Exact copies of all entries are needed. Pictures are to be left out.

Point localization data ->
========================================

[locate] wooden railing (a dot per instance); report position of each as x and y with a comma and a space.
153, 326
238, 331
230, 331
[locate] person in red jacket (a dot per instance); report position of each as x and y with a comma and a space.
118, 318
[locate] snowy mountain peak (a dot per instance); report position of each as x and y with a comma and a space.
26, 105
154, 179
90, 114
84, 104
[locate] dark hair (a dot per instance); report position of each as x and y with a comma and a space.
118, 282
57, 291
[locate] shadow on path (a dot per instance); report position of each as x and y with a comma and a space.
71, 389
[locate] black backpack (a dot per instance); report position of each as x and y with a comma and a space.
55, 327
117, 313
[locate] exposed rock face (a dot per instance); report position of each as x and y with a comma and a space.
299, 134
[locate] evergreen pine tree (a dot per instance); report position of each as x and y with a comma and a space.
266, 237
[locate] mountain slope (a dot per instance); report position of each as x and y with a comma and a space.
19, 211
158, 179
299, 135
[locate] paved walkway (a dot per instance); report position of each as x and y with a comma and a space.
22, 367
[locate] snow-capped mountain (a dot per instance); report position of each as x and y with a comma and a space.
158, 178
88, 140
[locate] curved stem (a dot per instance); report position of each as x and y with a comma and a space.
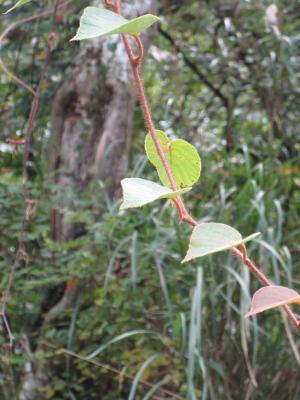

========================================

Problem solution ->
[locate] wooden railing (a dot per instance); report position of each as x and y with a comma and a space.
153, 326
238, 331
230, 331
[locate] person in red jacket (a dot per instance); report position of each as x and y with a comma and a space.
118, 318
[locate] snowy mountain peak (a dot per instance); report position of each as x and y with a comma and a space.
26, 105
154, 179
90, 114
84, 104
[locate] dark hair (a dot per instance); report position of each as x and y with a comma and a space.
118, 282
57, 291
[locate] shadow on path (a dot per instance); report position of each as x and y with a comma and a space.
71, 389
[locate] black backpack (a dot per instance); report position of each as x and y with a comma and a space.
55, 327
117, 313
[locate] exposed rock face (a dot per instance); report position of each as x and y with a comma and a space.
299, 134
[locate] evergreen pine tree (a dot per instance); report position of each as x and y with a comma and a space.
266, 237
[locate] mountain slope (a dot per instance); report position of each as x and y with a comma and a space.
19, 211
158, 179
299, 135
[locate] paved walkway (a dot per instance); report position of each as x and y with a comma and a space.
22, 367
[locate] snow-capped mountain (a dot per instance); report position of each as x and y with a comma and a space.
158, 178
88, 140
[locate] curved stem (a dot per instance); report position of each as x and y with a comma and a space.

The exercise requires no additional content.